##### Record extracts #####
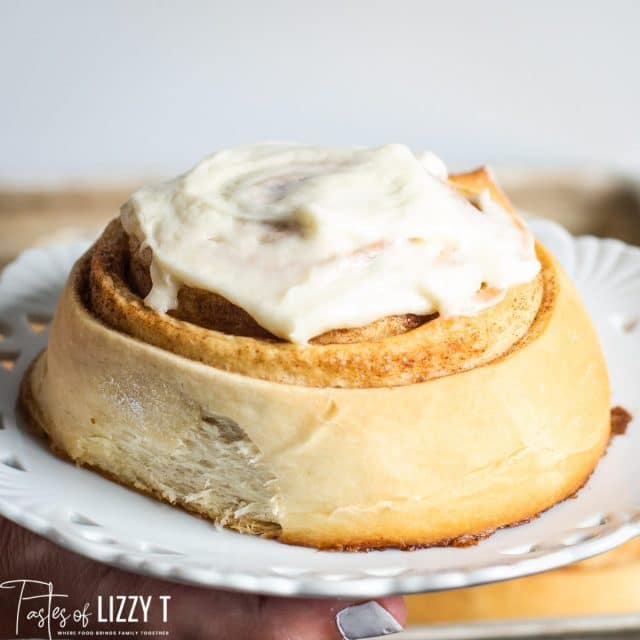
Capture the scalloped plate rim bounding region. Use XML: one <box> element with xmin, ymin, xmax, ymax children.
<box><xmin>0</xmin><ymin>219</ymin><xmax>640</xmax><ymax>597</ymax></box>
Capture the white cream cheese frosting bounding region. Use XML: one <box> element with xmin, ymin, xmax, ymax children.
<box><xmin>121</xmin><ymin>144</ymin><xmax>540</xmax><ymax>343</ymax></box>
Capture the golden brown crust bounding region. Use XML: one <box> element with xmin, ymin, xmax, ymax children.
<box><xmin>22</xmin><ymin>166</ymin><xmax>610</xmax><ymax>550</ymax></box>
<box><xmin>89</xmin><ymin>220</ymin><xmax>543</xmax><ymax>388</ymax></box>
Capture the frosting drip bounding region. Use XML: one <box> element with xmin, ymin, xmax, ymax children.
<box><xmin>121</xmin><ymin>144</ymin><xmax>540</xmax><ymax>343</ymax></box>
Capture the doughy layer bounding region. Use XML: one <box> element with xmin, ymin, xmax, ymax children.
<box><xmin>18</xmin><ymin>232</ymin><xmax>610</xmax><ymax>548</ymax></box>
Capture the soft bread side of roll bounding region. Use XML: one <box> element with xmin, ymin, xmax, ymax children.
<box><xmin>22</xmin><ymin>241</ymin><xmax>609</xmax><ymax>549</ymax></box>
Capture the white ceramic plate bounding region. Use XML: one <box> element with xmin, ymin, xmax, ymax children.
<box><xmin>0</xmin><ymin>221</ymin><xmax>640</xmax><ymax>597</ymax></box>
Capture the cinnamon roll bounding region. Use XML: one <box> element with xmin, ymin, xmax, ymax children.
<box><xmin>22</xmin><ymin>144</ymin><xmax>609</xmax><ymax>549</ymax></box>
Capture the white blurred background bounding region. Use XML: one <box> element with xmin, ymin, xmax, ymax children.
<box><xmin>0</xmin><ymin>0</ymin><xmax>640</xmax><ymax>185</ymax></box>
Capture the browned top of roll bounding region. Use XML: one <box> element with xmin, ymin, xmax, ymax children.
<box><xmin>89</xmin><ymin>169</ymin><xmax>543</xmax><ymax>387</ymax></box>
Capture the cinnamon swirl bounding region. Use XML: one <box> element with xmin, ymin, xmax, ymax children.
<box><xmin>22</xmin><ymin>145</ymin><xmax>609</xmax><ymax>549</ymax></box>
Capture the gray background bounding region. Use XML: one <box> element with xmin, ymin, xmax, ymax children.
<box><xmin>0</xmin><ymin>0</ymin><xmax>640</xmax><ymax>184</ymax></box>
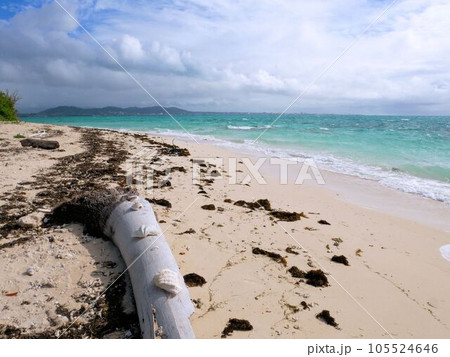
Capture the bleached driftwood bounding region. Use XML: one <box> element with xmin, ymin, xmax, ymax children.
<box><xmin>104</xmin><ymin>196</ymin><xmax>195</xmax><ymax>338</ymax></box>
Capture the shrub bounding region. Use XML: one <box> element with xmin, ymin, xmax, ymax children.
<box><xmin>0</xmin><ymin>91</ymin><xmax>20</xmax><ymax>122</ymax></box>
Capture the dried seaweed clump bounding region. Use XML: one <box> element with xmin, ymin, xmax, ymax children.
<box><xmin>183</xmin><ymin>273</ymin><xmax>206</xmax><ymax>288</ymax></box>
<box><xmin>47</xmin><ymin>188</ymin><xmax>135</xmax><ymax>237</ymax></box>
<box><xmin>269</xmin><ymin>211</ymin><xmax>308</xmax><ymax>222</ymax></box>
<box><xmin>252</xmin><ymin>248</ymin><xmax>287</xmax><ymax>266</ymax></box>
<box><xmin>305</xmin><ymin>269</ymin><xmax>329</xmax><ymax>287</ymax></box>
<box><xmin>331</xmin><ymin>255</ymin><xmax>350</xmax><ymax>266</ymax></box>
<box><xmin>288</xmin><ymin>266</ymin><xmax>305</xmax><ymax>279</ymax></box>
<box><xmin>222</xmin><ymin>319</ymin><xmax>253</xmax><ymax>338</ymax></box>
<box><xmin>316</xmin><ymin>310</ymin><xmax>338</xmax><ymax>327</ymax></box>
<box><xmin>234</xmin><ymin>198</ymin><xmax>272</xmax><ymax>211</ymax></box>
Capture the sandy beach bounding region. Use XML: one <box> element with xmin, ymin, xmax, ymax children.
<box><xmin>0</xmin><ymin>123</ymin><xmax>450</xmax><ymax>338</ymax></box>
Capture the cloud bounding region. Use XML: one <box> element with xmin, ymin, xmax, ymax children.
<box><xmin>0</xmin><ymin>0</ymin><xmax>450</xmax><ymax>114</ymax></box>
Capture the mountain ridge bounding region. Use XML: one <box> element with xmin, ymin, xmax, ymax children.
<box><xmin>21</xmin><ymin>105</ymin><xmax>195</xmax><ymax>117</ymax></box>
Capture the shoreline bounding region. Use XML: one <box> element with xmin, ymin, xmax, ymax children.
<box><xmin>140</xmin><ymin>129</ymin><xmax>450</xmax><ymax>233</ymax></box>
<box><xmin>0</xmin><ymin>123</ymin><xmax>450</xmax><ymax>338</ymax></box>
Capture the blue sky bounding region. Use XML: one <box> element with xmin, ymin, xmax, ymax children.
<box><xmin>0</xmin><ymin>0</ymin><xmax>450</xmax><ymax>115</ymax></box>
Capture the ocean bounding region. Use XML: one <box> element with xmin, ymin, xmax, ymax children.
<box><xmin>21</xmin><ymin>113</ymin><xmax>450</xmax><ymax>204</ymax></box>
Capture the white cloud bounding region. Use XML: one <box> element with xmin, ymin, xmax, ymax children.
<box><xmin>0</xmin><ymin>0</ymin><xmax>450</xmax><ymax>114</ymax></box>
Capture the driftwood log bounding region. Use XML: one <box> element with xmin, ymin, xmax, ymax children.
<box><xmin>50</xmin><ymin>190</ymin><xmax>195</xmax><ymax>338</ymax></box>
<box><xmin>20</xmin><ymin>138</ymin><xmax>59</xmax><ymax>150</ymax></box>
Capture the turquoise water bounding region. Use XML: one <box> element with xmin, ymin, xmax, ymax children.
<box><xmin>22</xmin><ymin>113</ymin><xmax>450</xmax><ymax>204</ymax></box>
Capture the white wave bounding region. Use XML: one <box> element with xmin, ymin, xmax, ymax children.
<box><xmin>117</xmin><ymin>129</ymin><xmax>450</xmax><ymax>204</ymax></box>
<box><xmin>227</xmin><ymin>125</ymin><xmax>272</xmax><ymax>130</ymax></box>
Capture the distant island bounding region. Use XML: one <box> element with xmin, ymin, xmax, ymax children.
<box><xmin>20</xmin><ymin>106</ymin><xmax>195</xmax><ymax>117</ymax></box>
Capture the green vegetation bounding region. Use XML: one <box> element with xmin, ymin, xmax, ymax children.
<box><xmin>0</xmin><ymin>90</ymin><xmax>20</xmax><ymax>122</ymax></box>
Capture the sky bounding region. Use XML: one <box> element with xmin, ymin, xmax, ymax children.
<box><xmin>0</xmin><ymin>0</ymin><xmax>450</xmax><ymax>115</ymax></box>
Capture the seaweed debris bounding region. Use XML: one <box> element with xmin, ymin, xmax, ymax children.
<box><xmin>288</xmin><ymin>266</ymin><xmax>306</xmax><ymax>279</ymax></box>
<box><xmin>183</xmin><ymin>273</ymin><xmax>206</xmax><ymax>288</ymax></box>
<box><xmin>331</xmin><ymin>255</ymin><xmax>350</xmax><ymax>266</ymax></box>
<box><xmin>316</xmin><ymin>310</ymin><xmax>338</xmax><ymax>327</ymax></box>
<box><xmin>234</xmin><ymin>198</ymin><xmax>272</xmax><ymax>211</ymax></box>
<box><xmin>222</xmin><ymin>318</ymin><xmax>253</xmax><ymax>338</ymax></box>
<box><xmin>305</xmin><ymin>269</ymin><xmax>329</xmax><ymax>287</ymax></box>
<box><xmin>202</xmin><ymin>203</ymin><xmax>216</xmax><ymax>211</ymax></box>
<box><xmin>285</xmin><ymin>247</ymin><xmax>299</xmax><ymax>255</ymax></box>
<box><xmin>269</xmin><ymin>211</ymin><xmax>308</xmax><ymax>222</ymax></box>
<box><xmin>252</xmin><ymin>248</ymin><xmax>287</xmax><ymax>266</ymax></box>
<box><xmin>317</xmin><ymin>219</ymin><xmax>331</xmax><ymax>226</ymax></box>
<box><xmin>146</xmin><ymin>198</ymin><xmax>172</xmax><ymax>208</ymax></box>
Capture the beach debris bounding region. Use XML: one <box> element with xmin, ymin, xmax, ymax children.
<box><xmin>288</xmin><ymin>266</ymin><xmax>305</xmax><ymax>279</ymax></box>
<box><xmin>221</xmin><ymin>318</ymin><xmax>253</xmax><ymax>338</ymax></box>
<box><xmin>160</xmin><ymin>145</ymin><xmax>190</xmax><ymax>156</ymax></box>
<box><xmin>286</xmin><ymin>247</ymin><xmax>300</xmax><ymax>255</ymax></box>
<box><xmin>131</xmin><ymin>201</ymin><xmax>144</xmax><ymax>211</ymax></box>
<box><xmin>146</xmin><ymin>198</ymin><xmax>172</xmax><ymax>208</ymax></box>
<box><xmin>202</xmin><ymin>203</ymin><xmax>216</xmax><ymax>211</ymax></box>
<box><xmin>17</xmin><ymin>212</ymin><xmax>44</xmax><ymax>228</ymax></box>
<box><xmin>5</xmin><ymin>291</ymin><xmax>19</xmax><ymax>297</ymax></box>
<box><xmin>439</xmin><ymin>244</ymin><xmax>450</xmax><ymax>262</ymax></box>
<box><xmin>252</xmin><ymin>247</ymin><xmax>287</xmax><ymax>266</ymax></box>
<box><xmin>168</xmin><ymin>166</ymin><xmax>186</xmax><ymax>173</ymax></box>
<box><xmin>234</xmin><ymin>198</ymin><xmax>272</xmax><ymax>211</ymax></box>
<box><xmin>304</xmin><ymin>227</ymin><xmax>317</xmax><ymax>231</ymax></box>
<box><xmin>25</xmin><ymin>267</ymin><xmax>36</xmax><ymax>276</ymax></box>
<box><xmin>153</xmin><ymin>269</ymin><xmax>183</xmax><ymax>295</ymax></box>
<box><xmin>317</xmin><ymin>219</ymin><xmax>331</xmax><ymax>226</ymax></box>
<box><xmin>316</xmin><ymin>310</ymin><xmax>338</xmax><ymax>327</ymax></box>
<box><xmin>133</xmin><ymin>225</ymin><xmax>161</xmax><ymax>238</ymax></box>
<box><xmin>331</xmin><ymin>255</ymin><xmax>350</xmax><ymax>266</ymax></box>
<box><xmin>177</xmin><ymin>228</ymin><xmax>196</xmax><ymax>236</ymax></box>
<box><xmin>300</xmin><ymin>301</ymin><xmax>312</xmax><ymax>310</ymax></box>
<box><xmin>284</xmin><ymin>304</ymin><xmax>300</xmax><ymax>314</ymax></box>
<box><xmin>20</xmin><ymin>138</ymin><xmax>59</xmax><ymax>150</ymax></box>
<box><xmin>183</xmin><ymin>273</ymin><xmax>206</xmax><ymax>288</ymax></box>
<box><xmin>191</xmin><ymin>298</ymin><xmax>203</xmax><ymax>309</ymax></box>
<box><xmin>305</xmin><ymin>269</ymin><xmax>329</xmax><ymax>287</ymax></box>
<box><xmin>269</xmin><ymin>211</ymin><xmax>308</xmax><ymax>222</ymax></box>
#####
§ Challenge: Locate each line above that contains the word "seaweed" and copy it.

§ Result of this exercise:
Capture the dried seaweed clump bounding region. Use XML: one <box> element with xmin, ymin, xmax, ymax children.
Capture the seaweed debris bounding region. Use XML: one <box> element with xmin, ymin, xmax, ymax children.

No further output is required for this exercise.